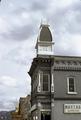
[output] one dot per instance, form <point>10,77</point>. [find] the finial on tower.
<point>44,45</point>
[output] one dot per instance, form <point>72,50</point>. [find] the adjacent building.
<point>55,82</point>
<point>22,111</point>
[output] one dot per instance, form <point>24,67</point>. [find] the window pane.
<point>45,82</point>
<point>71,84</point>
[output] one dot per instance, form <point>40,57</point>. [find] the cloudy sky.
<point>19,25</point>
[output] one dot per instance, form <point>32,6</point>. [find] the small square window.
<point>71,85</point>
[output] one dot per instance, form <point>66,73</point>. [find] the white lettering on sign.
<point>72,108</point>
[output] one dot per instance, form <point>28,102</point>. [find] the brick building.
<point>55,82</point>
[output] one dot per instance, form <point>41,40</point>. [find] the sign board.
<point>72,108</point>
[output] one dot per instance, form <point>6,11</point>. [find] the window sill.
<point>72,93</point>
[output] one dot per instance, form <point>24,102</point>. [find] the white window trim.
<point>48,82</point>
<point>68,86</point>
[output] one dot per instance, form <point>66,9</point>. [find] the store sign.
<point>72,108</point>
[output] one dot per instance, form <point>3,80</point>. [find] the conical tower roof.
<point>45,33</point>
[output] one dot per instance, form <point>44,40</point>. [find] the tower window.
<point>45,82</point>
<point>71,85</point>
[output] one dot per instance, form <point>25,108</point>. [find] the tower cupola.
<point>44,45</point>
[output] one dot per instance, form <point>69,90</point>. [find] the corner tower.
<point>44,45</point>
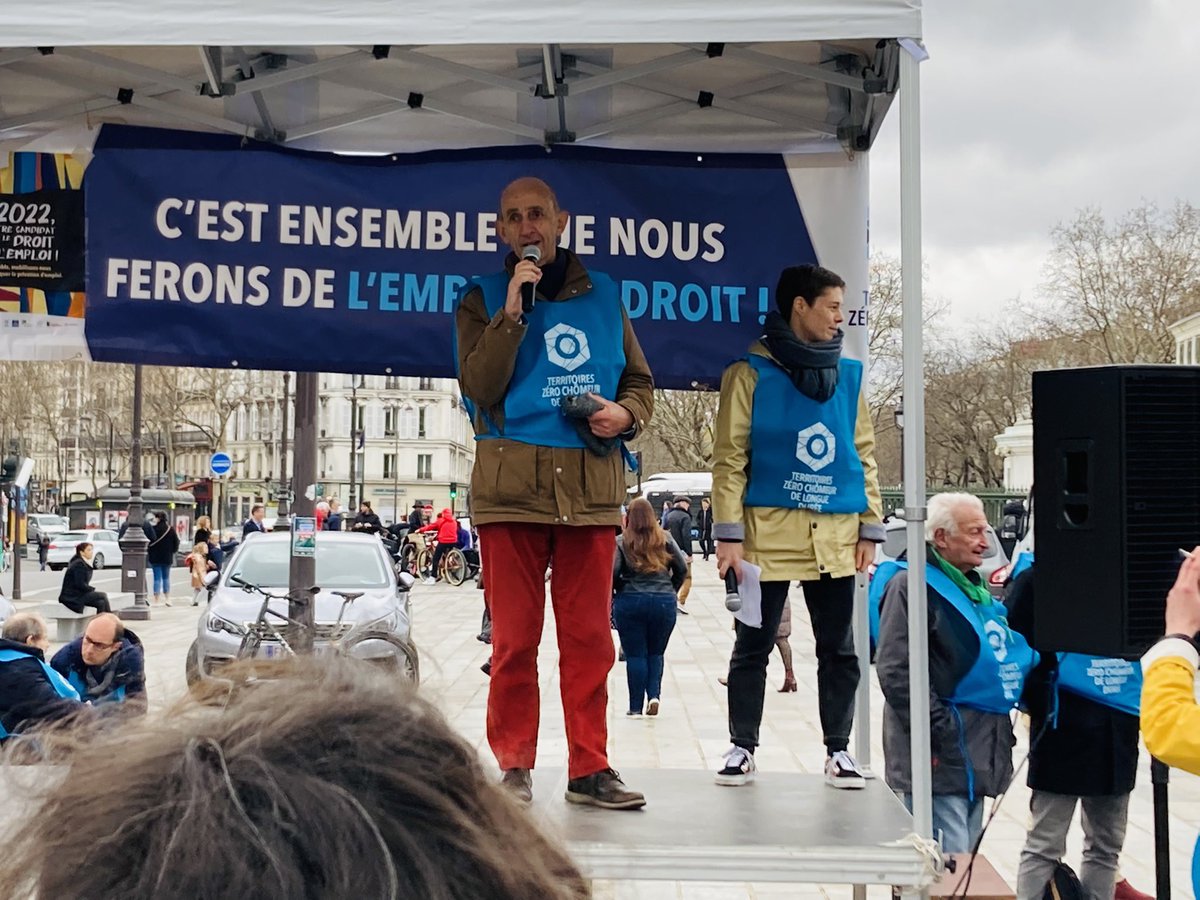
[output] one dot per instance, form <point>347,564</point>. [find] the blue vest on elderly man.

Exercise aim: Render every line of the records above as a numbered list, leaving out the pictures and any blank lines.

Expected output:
1. [output] one dot per instance, form <point>10,77</point>. [find] the finial on tower.
2. <point>44,45</point>
3. [output] one dot per instance, form <point>72,50</point>. [find] the adjacent building.
4. <point>55,82</point>
5. <point>22,111</point>
6. [output] one dot per instance, form <point>24,67</point>. [find] the window pane.
7. <point>45,82</point>
8. <point>71,84</point>
9. [output] one dot per instance, form <point>40,57</point>. [find] the cloudy sky.
10. <point>19,25</point>
11. [output] one dot per instance, form <point>32,6</point>. [find] the small square window.
12. <point>71,85</point>
13. [output] one dot per instance, form <point>66,73</point>. [find] the white lettering on sign.
14. <point>72,108</point>
15. [output] one dot per instance, form <point>28,102</point>. [find] the brick building.
16. <point>55,82</point>
17. [output] one dot per instance, form <point>41,40</point>. [find] the sign board.
18. <point>72,108</point>
19. [output] one dot per instance, form <point>6,11</point>. [find] the window sill.
20. <point>72,93</point>
21. [output] one dot per instance, form <point>24,102</point>. [find] the white window trim.
22. <point>48,82</point>
23. <point>68,86</point>
24. [output] one dot per instance, form <point>66,9</point>. [find] the store sign.
25. <point>72,108</point>
26. [output] one dot per instance, form <point>3,80</point>. [find] the conical tower roof.
27. <point>45,33</point>
28. [output] one dot per instance, form <point>44,40</point>. [find] the tower window.
29. <point>45,82</point>
30. <point>71,85</point>
31. [output] one dot per instance, form <point>25,108</point>. [find] the tower cupola.
32. <point>44,45</point>
33. [output] one dot per instance, form <point>69,90</point>. [find] the corner tower.
34. <point>44,45</point>
35. [output] one dot per instance, form <point>347,564</point>. [find] the blue vest on elderly man.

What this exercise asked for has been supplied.